Work order A: List the four behaviors that the opening paragraph of the article on teen sexual activity and substance abuse says a teen is at greater risk of.
Work order B: In the article on teen sexual activity and substance abuse, how much likelier to get drunk are teens who report half or more of their friends are sexually active, compared with teens who have no sexually active friends?
Work order C: Go on writing the article on teen sexual activity and substance abuse from the point where it stops.

Passage shown:
☆ ☆ ☆ ☆ ☆ ☆ ☆

Teens Sex Activity Tied to Drink & Drugs

Aug 20, 2004 -- The more sexually active friends a teen has and the more time a teen spends with a boyfriend or girlfriend, the greater the risk that teen will smoke, drink, get drunk or use illegal drugs, according to The National Center on Addiction and Substance Abuse at Columbia University.

An Expert Comment

"The message for parents from this year's survey is clear -- the thunder of teen sexual activity and dating behavior may signal the lightning of substance abuse," said Joseph A. Califano, Jr., head of The National Center on Addiction and Substance Abuse. (Califano was formerly Secretary of Health, Education and Welfare.)

Drug-Free Schools

The survey by the National Center on Addiction and Substance Abuse contains much more of interest. For example, the survey clearly shows the importance of drug-free schools and the dysfunctionality of schools where drugs are used, kept and sold. These schools are plagued with more physical fights and cheating. We believe that all schools should be drug-free.

We heartily recommend that you read the summary of the report (below). It is good reading and relevant to all of us.

Barbara K. Hecht, Ph.D.
Frederick Hecht, M.D.
Medical Editors, MedicineNet.com

Related Links


SEXUALLY ACTIVE FRIENDS AND DATING PRACTICES CAN SIGNAL INCREASE IN A TEEN'S SUBSTANCE ABUSE RISK

Girls Who Date Boys Two or More Years Older Likelier to Smoke, Drink, Get Drunk, and Use Illegal Drugs

WASHINGTON, August 19, 2004 - The more sexually active friends a teen has and the more time a teen spends with a boyfriend or girlfriend, the greater the risk that teen will smoke, drink, get drunk or use illegal drugs, according to the National Survey of American Attitudes on Substance Abuse IX: Teen Dating Practices and Sexual Activity, an annual back-to-school survey conducted by The National Center on Addiction and Substance Abuse (CASA*) at Columbia University.

This ninth annual CASA survey found:

  • Compared to teens with no sexually active friends, teens who report half or more of their friends are sexually active are more than six and one-half times likelier to drink; 31 times likelier to get drunk; 22.5 times likelier to have tried marijuana; and more than five and one-half times likelier to smoke.
  • Teens who spend 25 or more hours a week with a boyfriend/girlfriend are two and one-half times likelier to drink; five times likelier to get drunk; 4.5 times likelier to have tried marijuana; and more than 2.5 times likelier to smoke than teens who spend less than 10 hours a week with a boyfriend/girlfriend.

☆ ☆ ☆ ☆ ☆ ☆ ☆

Data extracts:
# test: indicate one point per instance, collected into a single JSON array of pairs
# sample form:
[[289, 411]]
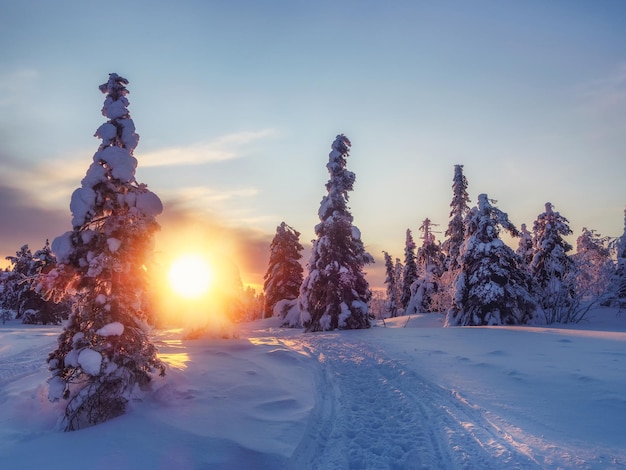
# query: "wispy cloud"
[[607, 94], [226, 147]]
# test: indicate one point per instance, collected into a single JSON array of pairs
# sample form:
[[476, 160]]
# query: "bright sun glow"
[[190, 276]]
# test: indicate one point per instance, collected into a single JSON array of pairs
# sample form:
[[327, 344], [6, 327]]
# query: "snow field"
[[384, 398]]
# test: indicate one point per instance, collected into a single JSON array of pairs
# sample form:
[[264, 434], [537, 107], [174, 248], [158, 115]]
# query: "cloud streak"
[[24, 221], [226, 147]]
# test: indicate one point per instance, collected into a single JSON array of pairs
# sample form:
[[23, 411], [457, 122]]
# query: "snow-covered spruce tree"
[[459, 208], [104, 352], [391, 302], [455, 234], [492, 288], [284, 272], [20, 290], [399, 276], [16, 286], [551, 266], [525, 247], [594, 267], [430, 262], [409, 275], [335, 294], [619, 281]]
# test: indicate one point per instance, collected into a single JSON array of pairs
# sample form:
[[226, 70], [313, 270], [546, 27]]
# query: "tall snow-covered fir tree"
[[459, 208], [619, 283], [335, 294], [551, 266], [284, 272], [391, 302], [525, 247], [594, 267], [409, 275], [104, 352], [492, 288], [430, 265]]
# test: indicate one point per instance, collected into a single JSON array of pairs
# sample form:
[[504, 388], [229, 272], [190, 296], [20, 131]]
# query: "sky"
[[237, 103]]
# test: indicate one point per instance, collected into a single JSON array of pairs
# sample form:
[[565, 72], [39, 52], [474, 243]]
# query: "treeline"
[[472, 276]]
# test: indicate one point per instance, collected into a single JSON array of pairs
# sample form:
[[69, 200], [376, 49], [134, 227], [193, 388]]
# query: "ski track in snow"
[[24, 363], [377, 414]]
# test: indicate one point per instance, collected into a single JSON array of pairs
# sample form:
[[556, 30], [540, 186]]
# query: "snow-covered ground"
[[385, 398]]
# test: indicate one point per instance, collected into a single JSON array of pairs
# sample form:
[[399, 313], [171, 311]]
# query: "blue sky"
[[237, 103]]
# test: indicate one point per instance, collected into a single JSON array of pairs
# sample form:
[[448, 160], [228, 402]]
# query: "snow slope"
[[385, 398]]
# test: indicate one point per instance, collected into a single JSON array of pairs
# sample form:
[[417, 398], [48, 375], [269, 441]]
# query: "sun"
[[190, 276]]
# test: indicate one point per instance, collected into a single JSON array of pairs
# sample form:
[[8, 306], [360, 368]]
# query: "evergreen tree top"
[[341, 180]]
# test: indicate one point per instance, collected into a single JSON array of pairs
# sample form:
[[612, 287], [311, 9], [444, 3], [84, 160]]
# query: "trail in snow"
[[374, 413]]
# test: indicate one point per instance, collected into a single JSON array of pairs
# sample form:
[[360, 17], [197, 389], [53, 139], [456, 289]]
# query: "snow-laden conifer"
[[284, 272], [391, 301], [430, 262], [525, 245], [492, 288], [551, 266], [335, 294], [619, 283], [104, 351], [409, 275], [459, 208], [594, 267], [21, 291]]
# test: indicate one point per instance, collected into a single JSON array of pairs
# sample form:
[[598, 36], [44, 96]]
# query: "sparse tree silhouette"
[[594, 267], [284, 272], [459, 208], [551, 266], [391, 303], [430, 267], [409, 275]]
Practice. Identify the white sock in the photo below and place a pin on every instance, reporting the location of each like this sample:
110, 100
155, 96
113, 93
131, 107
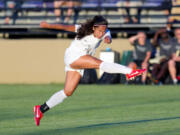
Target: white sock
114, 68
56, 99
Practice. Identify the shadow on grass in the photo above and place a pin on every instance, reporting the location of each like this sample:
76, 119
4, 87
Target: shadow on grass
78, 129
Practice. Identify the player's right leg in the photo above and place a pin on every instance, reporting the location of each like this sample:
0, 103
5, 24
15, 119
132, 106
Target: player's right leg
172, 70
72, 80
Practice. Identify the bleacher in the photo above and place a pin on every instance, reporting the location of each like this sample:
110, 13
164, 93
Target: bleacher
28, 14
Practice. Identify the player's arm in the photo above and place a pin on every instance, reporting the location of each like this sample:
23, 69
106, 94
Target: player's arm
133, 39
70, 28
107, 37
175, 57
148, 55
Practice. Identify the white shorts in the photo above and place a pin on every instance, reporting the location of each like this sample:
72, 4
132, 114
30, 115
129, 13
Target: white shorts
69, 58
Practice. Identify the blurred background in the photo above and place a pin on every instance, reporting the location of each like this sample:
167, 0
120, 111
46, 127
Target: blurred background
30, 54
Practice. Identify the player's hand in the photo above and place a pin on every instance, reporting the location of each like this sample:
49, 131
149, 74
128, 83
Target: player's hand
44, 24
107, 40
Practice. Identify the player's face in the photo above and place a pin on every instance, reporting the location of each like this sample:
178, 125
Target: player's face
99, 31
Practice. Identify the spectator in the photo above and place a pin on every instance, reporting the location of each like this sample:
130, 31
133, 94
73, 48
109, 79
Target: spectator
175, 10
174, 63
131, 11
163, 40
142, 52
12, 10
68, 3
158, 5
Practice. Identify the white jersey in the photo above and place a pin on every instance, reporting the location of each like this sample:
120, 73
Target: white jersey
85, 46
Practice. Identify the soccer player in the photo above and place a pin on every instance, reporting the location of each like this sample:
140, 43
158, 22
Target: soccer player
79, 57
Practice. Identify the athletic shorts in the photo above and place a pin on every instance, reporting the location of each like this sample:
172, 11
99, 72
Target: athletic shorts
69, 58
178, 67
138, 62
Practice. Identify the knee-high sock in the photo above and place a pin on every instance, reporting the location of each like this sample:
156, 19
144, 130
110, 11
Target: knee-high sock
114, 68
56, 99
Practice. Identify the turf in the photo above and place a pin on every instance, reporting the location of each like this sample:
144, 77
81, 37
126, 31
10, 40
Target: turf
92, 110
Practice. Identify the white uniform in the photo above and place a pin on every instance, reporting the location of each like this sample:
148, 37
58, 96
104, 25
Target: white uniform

☆ ☆ ☆ ☆ ☆ ☆ ☆

Reply A: Smoking, drinking, getting drunk, using illegal drugs

Reply B: 31 times likelier

Reply C:
  • Girls with boyfriends two or more years older are more than twice as likely to drink; almost six times likelier to get drunk; six times likelier to have tried marijuana; and four and one-half times likelier to smoke than girls whose boyfriends are less than two years older or who do not have a boyfriend.

"The message for parents from this year's survey is clear - the thunder of teen sexual activity and dating behavior may signal the lightning of substance abuse," said Joseph A. Califano, Jr., CASA's chairman and president and former U.S. Secretary of Health, Education and Welfare.

Other striking findings in this year's survey:

  • Teens, half or more of whose friends regularly view and download Internet pornography, are more than three times likelier to smoke, drink or use illegal drugs, compared to teens who have no friends who engage in such behavior.
  • Forty-four percent of high school students think that boys at their school often or sometimes "push girls to drink alcohol or take drugs in order to get the girls to have sex or do other sexual things."

"This year's survey reveals a tight connection between teen sexual behavior and substance abuse," said Califano. "This is not to say that teen sexual behavior causes substance abuse or that substance abuse causes teens to have sex, although we know that alcohol and drugs like marijuana and cocaine are sexually disinhibiting. It is to say that parents who become aware of certain dating and sexual behavior by their children should be alert to the increased likelihood of substance abuse."